--- Record extracts ---
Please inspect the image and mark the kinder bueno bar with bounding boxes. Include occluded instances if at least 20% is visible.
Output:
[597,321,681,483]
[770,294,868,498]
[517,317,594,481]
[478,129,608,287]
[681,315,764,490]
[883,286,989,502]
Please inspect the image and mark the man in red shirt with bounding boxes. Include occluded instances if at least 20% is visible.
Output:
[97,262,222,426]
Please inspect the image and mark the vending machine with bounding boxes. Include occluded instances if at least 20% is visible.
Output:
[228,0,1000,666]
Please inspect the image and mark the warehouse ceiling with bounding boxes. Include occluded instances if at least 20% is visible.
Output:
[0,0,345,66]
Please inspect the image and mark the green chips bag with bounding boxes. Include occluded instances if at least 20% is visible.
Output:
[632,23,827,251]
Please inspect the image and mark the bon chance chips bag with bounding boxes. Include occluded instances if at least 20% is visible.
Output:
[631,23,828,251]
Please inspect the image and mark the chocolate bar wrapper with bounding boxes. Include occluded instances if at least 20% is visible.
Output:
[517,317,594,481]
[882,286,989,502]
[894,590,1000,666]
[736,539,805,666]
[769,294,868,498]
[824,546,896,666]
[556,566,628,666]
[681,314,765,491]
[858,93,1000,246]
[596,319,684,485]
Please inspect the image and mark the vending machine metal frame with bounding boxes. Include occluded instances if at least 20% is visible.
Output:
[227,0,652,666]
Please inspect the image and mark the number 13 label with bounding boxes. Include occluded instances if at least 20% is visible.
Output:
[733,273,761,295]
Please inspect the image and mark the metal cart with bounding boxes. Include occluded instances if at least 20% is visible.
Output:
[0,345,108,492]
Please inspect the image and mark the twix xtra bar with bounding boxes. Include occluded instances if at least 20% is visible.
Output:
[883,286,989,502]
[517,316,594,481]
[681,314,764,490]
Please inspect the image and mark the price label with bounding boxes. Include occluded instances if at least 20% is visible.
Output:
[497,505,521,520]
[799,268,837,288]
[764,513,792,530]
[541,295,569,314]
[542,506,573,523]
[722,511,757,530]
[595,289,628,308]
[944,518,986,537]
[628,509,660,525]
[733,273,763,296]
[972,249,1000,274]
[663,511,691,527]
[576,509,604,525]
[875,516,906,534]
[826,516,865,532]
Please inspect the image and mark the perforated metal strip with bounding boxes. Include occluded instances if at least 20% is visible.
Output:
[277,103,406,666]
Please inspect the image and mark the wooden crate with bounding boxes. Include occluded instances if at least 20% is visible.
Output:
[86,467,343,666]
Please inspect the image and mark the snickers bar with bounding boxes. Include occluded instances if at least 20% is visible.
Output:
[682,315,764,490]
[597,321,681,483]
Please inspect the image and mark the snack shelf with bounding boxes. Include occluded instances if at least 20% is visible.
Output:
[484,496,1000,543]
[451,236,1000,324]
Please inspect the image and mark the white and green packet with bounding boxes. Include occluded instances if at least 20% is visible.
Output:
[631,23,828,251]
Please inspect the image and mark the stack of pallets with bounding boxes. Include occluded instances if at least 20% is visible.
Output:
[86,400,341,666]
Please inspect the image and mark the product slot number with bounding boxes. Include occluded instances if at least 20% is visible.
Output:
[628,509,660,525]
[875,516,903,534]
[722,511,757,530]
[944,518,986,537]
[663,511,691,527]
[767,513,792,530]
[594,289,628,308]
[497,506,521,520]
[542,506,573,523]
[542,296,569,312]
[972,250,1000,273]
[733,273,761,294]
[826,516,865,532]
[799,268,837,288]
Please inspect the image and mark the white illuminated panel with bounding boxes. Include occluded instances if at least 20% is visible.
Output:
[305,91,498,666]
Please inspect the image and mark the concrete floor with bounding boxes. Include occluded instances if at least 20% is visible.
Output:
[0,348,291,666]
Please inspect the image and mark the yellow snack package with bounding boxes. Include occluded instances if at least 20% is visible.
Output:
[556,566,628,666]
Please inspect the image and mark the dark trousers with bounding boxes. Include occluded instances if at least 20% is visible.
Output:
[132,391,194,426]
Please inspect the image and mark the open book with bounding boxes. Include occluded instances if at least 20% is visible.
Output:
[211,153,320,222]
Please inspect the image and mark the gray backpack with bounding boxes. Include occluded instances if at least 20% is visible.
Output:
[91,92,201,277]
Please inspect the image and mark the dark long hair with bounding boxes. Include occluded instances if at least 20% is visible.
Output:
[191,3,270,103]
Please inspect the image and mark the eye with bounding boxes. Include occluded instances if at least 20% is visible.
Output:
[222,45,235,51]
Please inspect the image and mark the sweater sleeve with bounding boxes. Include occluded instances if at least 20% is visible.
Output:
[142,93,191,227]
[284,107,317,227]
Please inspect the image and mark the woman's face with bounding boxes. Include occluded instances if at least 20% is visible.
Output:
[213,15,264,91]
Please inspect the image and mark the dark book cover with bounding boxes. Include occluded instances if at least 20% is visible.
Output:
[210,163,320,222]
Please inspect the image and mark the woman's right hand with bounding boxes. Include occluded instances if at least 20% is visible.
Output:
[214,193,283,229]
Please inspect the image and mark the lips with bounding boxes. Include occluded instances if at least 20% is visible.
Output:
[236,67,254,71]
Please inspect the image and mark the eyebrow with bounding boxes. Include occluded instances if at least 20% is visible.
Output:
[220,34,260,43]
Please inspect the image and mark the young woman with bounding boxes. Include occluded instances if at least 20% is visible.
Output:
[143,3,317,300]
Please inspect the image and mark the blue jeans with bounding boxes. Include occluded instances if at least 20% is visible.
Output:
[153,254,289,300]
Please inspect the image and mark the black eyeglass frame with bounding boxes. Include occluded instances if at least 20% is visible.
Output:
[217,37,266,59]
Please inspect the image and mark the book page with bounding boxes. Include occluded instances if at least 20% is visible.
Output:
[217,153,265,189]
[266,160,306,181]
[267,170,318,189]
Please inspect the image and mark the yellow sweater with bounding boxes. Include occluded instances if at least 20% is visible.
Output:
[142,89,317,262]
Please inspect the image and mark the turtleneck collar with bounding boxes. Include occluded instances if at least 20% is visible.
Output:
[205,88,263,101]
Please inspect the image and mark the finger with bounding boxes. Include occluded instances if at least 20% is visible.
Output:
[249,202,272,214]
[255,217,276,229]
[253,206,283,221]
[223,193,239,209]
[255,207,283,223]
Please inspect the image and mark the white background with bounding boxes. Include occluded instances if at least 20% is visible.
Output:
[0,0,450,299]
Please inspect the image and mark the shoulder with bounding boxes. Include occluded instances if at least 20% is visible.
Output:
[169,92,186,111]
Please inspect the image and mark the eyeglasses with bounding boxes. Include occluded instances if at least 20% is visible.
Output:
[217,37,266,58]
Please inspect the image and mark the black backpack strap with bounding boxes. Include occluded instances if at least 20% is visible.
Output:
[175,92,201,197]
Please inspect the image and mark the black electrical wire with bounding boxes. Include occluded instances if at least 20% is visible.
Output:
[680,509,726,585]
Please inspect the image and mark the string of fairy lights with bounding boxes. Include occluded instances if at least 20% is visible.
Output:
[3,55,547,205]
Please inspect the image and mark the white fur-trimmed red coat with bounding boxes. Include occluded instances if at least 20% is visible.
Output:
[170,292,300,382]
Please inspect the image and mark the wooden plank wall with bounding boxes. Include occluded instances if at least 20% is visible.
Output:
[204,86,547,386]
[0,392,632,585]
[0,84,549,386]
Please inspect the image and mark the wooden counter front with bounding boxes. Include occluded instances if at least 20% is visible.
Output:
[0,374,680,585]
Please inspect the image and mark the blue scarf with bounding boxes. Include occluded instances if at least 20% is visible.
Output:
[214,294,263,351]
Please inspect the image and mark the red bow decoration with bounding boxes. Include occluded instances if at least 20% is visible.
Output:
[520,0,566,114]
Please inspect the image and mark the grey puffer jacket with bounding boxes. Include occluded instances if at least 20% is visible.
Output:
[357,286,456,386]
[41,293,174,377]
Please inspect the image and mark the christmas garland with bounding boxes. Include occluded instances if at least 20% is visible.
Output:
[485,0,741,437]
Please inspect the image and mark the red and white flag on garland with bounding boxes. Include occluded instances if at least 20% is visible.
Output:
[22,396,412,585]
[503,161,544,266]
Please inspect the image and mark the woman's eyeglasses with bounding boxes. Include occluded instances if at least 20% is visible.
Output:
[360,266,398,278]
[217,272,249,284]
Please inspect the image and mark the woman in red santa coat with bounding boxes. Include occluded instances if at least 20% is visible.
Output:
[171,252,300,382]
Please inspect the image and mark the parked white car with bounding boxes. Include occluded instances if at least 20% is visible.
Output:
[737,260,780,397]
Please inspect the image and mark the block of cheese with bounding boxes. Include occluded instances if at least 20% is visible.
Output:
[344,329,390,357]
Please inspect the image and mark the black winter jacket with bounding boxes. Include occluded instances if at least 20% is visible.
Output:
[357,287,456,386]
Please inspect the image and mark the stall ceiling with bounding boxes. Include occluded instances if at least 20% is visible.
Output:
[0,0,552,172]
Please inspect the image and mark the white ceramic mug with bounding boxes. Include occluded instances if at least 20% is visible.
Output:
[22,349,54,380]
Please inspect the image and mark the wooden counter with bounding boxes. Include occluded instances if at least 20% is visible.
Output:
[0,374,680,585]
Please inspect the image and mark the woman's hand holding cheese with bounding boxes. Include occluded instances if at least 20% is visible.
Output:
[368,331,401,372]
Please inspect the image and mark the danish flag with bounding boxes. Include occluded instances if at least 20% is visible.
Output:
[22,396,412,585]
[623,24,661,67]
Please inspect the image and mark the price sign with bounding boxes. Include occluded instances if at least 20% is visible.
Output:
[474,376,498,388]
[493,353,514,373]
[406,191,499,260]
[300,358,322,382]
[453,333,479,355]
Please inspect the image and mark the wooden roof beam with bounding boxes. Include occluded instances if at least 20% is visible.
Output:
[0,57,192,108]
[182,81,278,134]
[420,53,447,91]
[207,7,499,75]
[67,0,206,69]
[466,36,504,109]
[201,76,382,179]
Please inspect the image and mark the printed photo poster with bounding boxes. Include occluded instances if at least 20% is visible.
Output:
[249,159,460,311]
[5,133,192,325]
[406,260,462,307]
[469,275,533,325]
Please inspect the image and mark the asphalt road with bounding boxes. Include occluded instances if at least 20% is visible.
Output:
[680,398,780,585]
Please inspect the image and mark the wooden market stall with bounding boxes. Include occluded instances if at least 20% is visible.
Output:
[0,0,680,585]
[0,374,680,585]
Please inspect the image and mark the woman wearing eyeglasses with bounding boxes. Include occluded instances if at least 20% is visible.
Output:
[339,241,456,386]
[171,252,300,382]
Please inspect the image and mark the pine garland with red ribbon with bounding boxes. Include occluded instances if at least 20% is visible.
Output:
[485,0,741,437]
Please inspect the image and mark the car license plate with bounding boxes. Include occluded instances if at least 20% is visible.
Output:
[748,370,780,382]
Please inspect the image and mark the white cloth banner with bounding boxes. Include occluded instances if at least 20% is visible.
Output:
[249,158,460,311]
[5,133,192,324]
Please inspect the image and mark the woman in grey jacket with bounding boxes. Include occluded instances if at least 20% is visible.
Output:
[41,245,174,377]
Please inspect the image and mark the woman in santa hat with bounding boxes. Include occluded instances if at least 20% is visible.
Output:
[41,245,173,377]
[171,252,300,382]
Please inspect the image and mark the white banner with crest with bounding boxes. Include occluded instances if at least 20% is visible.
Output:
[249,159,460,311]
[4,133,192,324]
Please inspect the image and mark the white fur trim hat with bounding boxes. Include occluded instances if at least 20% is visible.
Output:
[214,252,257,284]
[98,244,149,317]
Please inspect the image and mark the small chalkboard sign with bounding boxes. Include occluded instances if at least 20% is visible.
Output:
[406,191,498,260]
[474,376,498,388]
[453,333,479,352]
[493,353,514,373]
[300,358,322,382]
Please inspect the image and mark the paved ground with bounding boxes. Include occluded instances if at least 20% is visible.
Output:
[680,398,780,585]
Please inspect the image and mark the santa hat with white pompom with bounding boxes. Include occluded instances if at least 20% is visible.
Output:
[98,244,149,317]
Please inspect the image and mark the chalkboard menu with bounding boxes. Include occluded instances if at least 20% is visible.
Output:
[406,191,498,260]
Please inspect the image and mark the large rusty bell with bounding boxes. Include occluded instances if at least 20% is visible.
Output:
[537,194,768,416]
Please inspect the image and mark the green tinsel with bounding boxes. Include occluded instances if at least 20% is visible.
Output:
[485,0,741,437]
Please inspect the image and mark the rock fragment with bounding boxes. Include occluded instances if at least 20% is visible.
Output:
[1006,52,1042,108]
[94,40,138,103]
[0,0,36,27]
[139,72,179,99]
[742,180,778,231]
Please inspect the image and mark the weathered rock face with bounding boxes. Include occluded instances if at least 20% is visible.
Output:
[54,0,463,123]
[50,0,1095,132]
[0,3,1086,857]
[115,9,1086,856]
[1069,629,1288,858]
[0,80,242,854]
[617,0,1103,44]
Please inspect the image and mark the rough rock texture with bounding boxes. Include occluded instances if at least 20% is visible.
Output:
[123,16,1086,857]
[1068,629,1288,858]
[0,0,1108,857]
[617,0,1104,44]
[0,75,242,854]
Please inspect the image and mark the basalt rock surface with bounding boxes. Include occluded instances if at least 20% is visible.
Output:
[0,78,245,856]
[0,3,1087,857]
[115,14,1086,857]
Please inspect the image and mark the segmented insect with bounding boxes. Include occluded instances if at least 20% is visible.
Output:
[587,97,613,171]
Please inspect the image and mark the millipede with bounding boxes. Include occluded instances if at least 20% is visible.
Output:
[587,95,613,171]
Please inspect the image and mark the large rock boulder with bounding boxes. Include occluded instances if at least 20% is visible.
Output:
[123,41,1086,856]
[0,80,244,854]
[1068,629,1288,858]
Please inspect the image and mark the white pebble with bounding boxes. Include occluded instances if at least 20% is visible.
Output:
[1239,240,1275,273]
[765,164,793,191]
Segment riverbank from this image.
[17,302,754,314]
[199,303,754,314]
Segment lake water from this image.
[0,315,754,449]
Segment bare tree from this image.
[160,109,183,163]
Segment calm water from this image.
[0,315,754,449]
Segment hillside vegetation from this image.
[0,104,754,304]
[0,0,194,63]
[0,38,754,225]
---
§ **Problem statement**
Starting at the line that contains "Segment riverbank from this image." and continuing through the end of the records, write those lines out again with "bare tree" changed to "leafless tree" and nothing else altered.

§ **Response for this exercise**
Segment riverbank from this image.
[17,302,754,314]
[199,303,754,314]
Segment lake water from this image.
[0,315,754,449]
Segment leafless tree from this image.
[160,109,183,163]
Segment calm water from this image.
[0,315,754,449]
Segment hillside vegetation from this image.
[0,104,754,304]
[0,0,194,63]
[0,38,754,225]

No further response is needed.